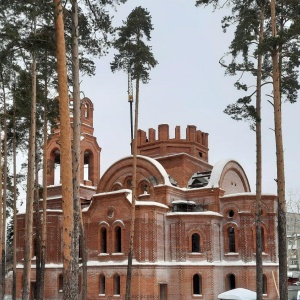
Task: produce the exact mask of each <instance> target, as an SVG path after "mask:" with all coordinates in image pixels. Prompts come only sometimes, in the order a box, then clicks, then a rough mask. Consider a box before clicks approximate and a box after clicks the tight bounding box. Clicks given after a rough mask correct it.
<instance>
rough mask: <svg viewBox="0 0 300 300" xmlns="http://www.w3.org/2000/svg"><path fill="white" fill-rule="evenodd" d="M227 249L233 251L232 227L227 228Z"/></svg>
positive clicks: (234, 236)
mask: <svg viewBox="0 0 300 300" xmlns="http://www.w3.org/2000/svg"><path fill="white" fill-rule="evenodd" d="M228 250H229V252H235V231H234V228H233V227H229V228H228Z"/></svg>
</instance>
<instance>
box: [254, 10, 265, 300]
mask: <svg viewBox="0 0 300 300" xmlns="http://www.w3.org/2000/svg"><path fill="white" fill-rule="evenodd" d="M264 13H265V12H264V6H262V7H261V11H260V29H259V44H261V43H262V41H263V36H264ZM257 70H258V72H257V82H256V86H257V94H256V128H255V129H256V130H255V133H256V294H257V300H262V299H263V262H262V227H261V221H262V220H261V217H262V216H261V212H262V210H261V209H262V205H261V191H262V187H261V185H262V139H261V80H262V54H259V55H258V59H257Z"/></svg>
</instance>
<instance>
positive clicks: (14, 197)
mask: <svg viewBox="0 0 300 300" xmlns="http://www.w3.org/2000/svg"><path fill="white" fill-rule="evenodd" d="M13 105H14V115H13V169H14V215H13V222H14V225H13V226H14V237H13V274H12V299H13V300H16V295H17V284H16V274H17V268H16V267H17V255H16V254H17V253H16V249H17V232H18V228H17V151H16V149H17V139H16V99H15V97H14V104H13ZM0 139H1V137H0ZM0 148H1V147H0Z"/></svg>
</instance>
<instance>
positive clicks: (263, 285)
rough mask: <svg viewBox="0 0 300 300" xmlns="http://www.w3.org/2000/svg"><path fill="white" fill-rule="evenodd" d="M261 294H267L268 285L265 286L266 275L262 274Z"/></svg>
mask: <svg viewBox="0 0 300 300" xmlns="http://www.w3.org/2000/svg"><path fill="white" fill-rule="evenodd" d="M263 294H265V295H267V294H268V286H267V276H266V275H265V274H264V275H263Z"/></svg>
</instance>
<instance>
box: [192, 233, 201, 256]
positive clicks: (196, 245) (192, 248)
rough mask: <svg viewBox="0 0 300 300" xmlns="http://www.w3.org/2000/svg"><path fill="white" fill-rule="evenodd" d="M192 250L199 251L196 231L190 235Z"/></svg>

## What you need to do
What is needed is an exact repeat of every entry above, with the pictures left out.

## Task solution
Task: produce the exact mask of each <instance> target, as an SVG path after "mask:" with all coordinates in image pixels. Prompts come only sometimes, in the order a box, then clicks, then a rough mask. Consider a box before clicks approximate and a box after clicks the tight bounding box. Clicks given after a rough mask correct it.
<instance>
rough mask: <svg viewBox="0 0 300 300" xmlns="http://www.w3.org/2000/svg"><path fill="white" fill-rule="evenodd" d="M227 249L233 251L232 227L227 228Z"/></svg>
positive clicks: (234, 236)
mask: <svg viewBox="0 0 300 300" xmlns="http://www.w3.org/2000/svg"><path fill="white" fill-rule="evenodd" d="M228 250H229V252H235V231H234V228H233V227H229V228H228Z"/></svg>
</instance>
<instance>
box: [254, 10, 265, 300]
mask: <svg viewBox="0 0 300 300" xmlns="http://www.w3.org/2000/svg"><path fill="white" fill-rule="evenodd" d="M264 13H265V12H264V6H262V7H261V11H260V29H259V44H261V43H262V41H263V36H264ZM257 70H258V72H257V82H256V86H257V94H256V128H255V129H256V130H255V133H256V294H257V300H262V299H263V262H262V227H261V221H262V220H261V217H262V216H261V212H262V210H261V209H262V205H261V191H262V187H261V185H262V139H261V80H262V54H259V55H258V59H257Z"/></svg>
</instance>
<instance>
positive clicks: (14, 197)
mask: <svg viewBox="0 0 300 300" xmlns="http://www.w3.org/2000/svg"><path fill="white" fill-rule="evenodd" d="M13 105H14V115H13V169H14V215H13V222H14V225H13V226H14V237H13V274H12V299H13V300H16V295H17V284H16V274H17V268H16V267H17V255H16V254H17V253H16V249H17V232H18V228H17V151H16V149H17V139H16V99H15V97H14V104H13ZM0 139H1V137H0ZM0 148H1V147H0Z"/></svg>
</instance>
<instance>
positive clicks: (263, 285)
rough mask: <svg viewBox="0 0 300 300" xmlns="http://www.w3.org/2000/svg"><path fill="white" fill-rule="evenodd" d="M261 294H267L268 285L265 286L266 275L262 274Z"/></svg>
mask: <svg viewBox="0 0 300 300" xmlns="http://www.w3.org/2000/svg"><path fill="white" fill-rule="evenodd" d="M263 294H265V295H267V294H268V286H267V276H266V275H265V274H264V275H263Z"/></svg>
</instance>
<instance>
box: [192, 233, 201, 256]
positive clicks: (196, 245) (192, 248)
rough mask: <svg viewBox="0 0 300 300" xmlns="http://www.w3.org/2000/svg"><path fill="white" fill-rule="evenodd" d="M192 250L199 251L196 231L190 235Z"/></svg>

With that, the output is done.